Texto proporcionado:
= = = = =
After Office

La sombra del caudillo


 
 
Mauricio Mejía

Si hubiera goles, ustedes no estarían aquí; al menos, no así. El técnico nacional, Víctor Manuel Vucetich, parece repetir, ya no como tragedia, acaso sí como farsa, las célebres palabras justo a la víspera de la batalla de Santa Úrsula, en la que el parque parece escaso e inofensivo.

México es un país de caudillos, esos jugadores por los que debe pasar la pelota en el juego de la historia, a veces delanteros, a veces líberos, a veces contenciones de despiadadas espinillas; casi siempre longevos. Cuando el partido apremia, cuando no hay salida al laberinto, al esquema, es hora de abrir el armario del pasado y traer a la cancha del presente al líder que salvó a la Patria de la cuaresma opaca.
= = = = =
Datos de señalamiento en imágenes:
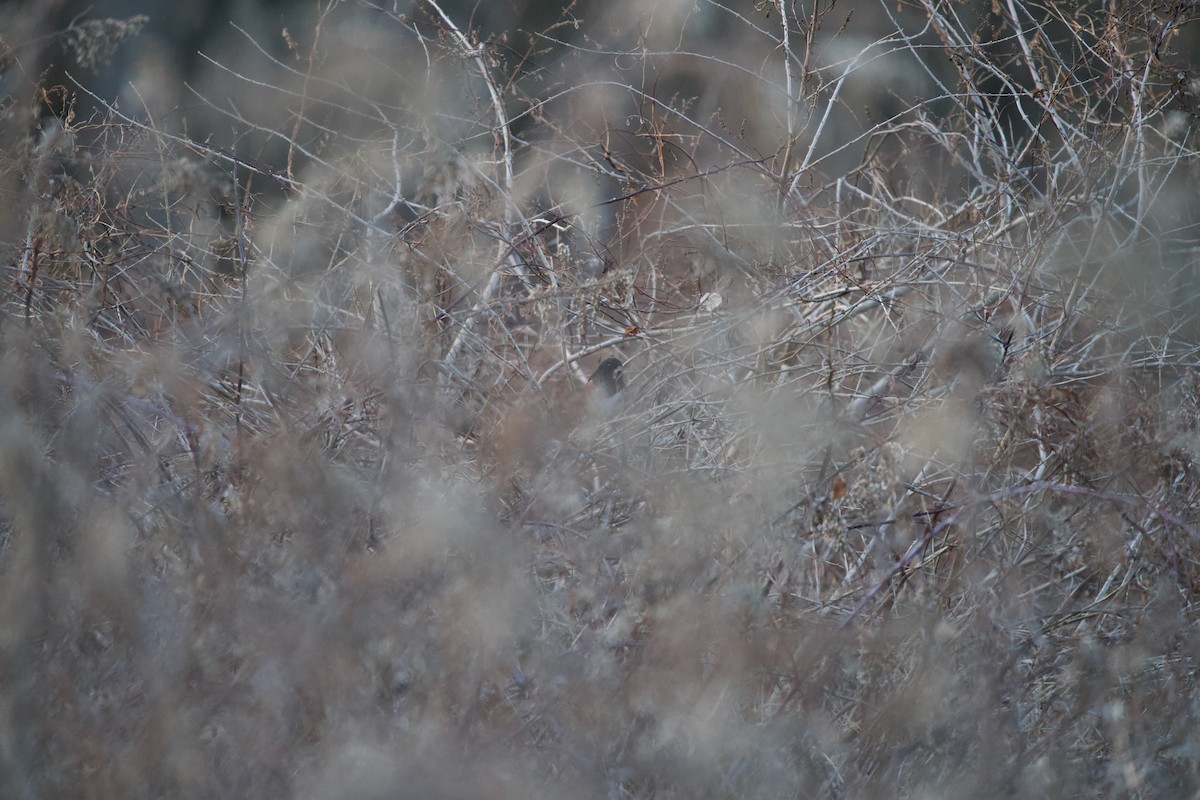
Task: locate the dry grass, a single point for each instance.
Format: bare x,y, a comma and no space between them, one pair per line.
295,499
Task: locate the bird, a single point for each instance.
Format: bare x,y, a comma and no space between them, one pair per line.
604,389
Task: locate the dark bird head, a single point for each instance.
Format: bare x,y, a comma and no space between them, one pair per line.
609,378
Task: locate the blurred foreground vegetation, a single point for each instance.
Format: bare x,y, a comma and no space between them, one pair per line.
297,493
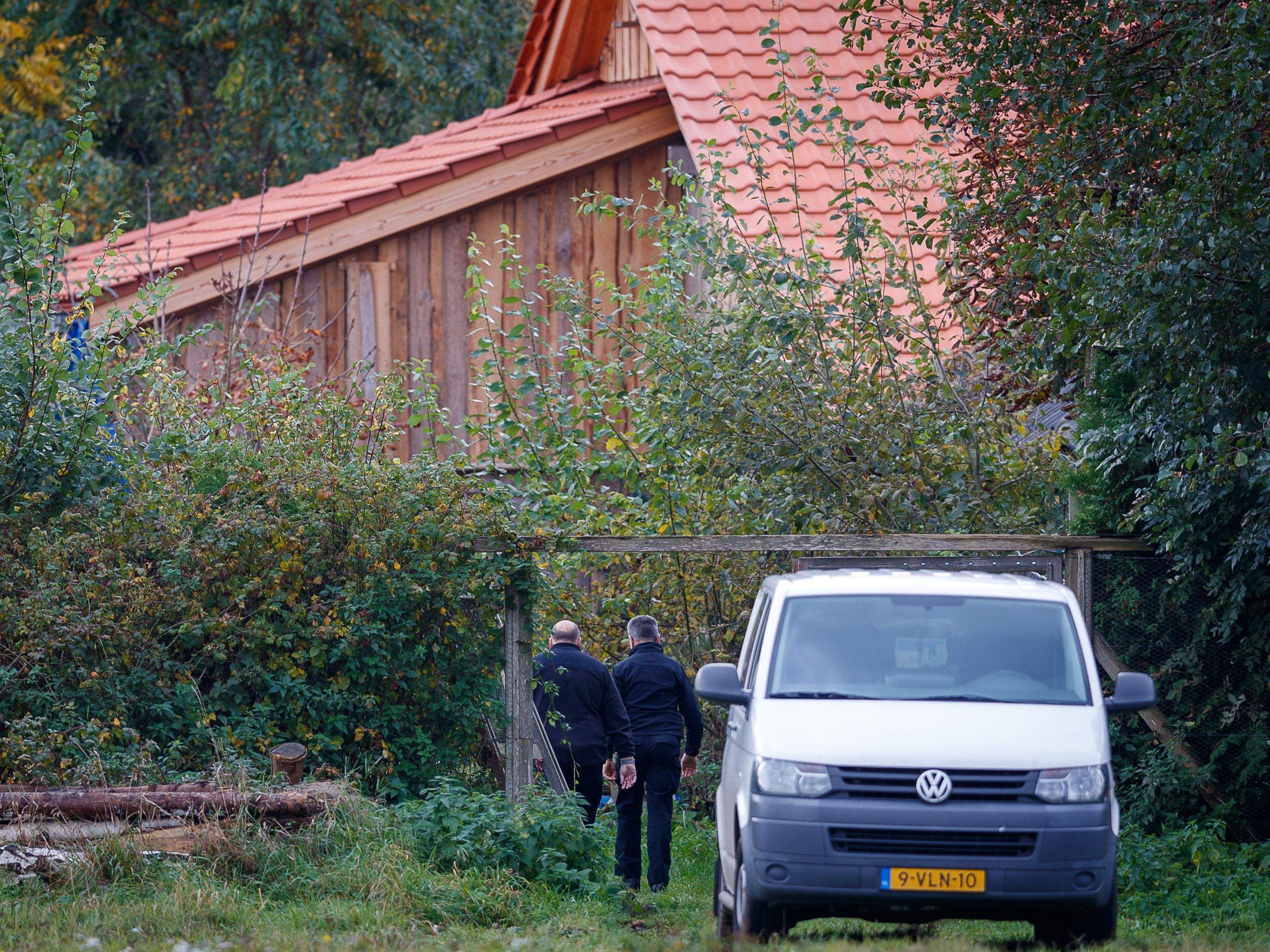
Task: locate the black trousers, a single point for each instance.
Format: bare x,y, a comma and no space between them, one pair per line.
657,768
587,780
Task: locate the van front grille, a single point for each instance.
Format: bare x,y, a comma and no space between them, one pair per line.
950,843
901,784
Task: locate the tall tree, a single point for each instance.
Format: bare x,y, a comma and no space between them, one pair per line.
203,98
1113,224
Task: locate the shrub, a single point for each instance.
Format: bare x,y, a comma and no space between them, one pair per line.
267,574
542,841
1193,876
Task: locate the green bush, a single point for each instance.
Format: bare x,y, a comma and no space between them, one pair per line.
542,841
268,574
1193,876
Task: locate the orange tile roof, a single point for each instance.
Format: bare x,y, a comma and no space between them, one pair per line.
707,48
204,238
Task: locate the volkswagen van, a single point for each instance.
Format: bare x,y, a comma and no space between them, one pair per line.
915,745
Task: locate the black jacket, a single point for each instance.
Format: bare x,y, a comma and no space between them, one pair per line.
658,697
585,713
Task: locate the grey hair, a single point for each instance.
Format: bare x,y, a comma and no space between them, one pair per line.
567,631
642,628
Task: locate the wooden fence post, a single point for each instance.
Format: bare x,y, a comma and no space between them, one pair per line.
= = = = =
Preguntas por responder:
#1 Imprime de la columna sobre el fútbol mexicano todo lo que va desde "Si hubiera goles, ustedes" hasta "la cuaresma opaca.", sin alterar nada.
#2 Enumera las posiciones de juego que, según la columna sobre el fútbol mexicano, ocupan a veces los caudillos.
#3 Por favor, escribe la parte siguiente de la columna sobre el fútbol mexicano, a partir de donde termina.

Respuestas esperadas:
#1
Si hubiera goles, ustedes no estarían aquí; al menos, no así. El técnico nacional, Víctor Manuel Vucetich, parece repetir, ya no como tragedia, acaso sí como farsa, las célebres palabras justo a la víspera de la batalla de Santa Úrsula, en la que el parque parece escaso e inofensivo.

México es un país de caudillos, esos jugadores por los que debe pasar la pelota en el juego de la historia, a veces delanteros, a veces líberos, a veces contenciones de despiadadas espinillas; casi siempre longevos. Cuando el partido apremia, cuando no hay salida al laberinto, al esquema, es hora de abrir el armario del pasado y traer a la cancha del presente al líder que salvó a la Patria de la cuaresma opaca.

#2
- delanteros
- líberos
- contenciones de despiadadas espinillas

#3
Ante la ausencia de arietes, Vucetich, con el marcaje en la espalda, recurre al símbolo para defender una plaza que ha sido hospital y puede ser tumba. Algo sabe el técnico nacional de baluartes y emblemas. Recuerda a Rafael Márquez, acaso el mejor futbolista de todos los tiempos mexicanos, para, como con el Cid, vencer al enemigo con la memoria de su gloriosa percha, aún viva y sin muletas. No convoca; evoca. No a un central histórico, a un pasador exquisito o a un atinado marcador de avances; sí a una estatua, a la que ha quitado polvo y ha convertido en aliento para un equipo damnificado de espíritu, de gallardía y de aplomo.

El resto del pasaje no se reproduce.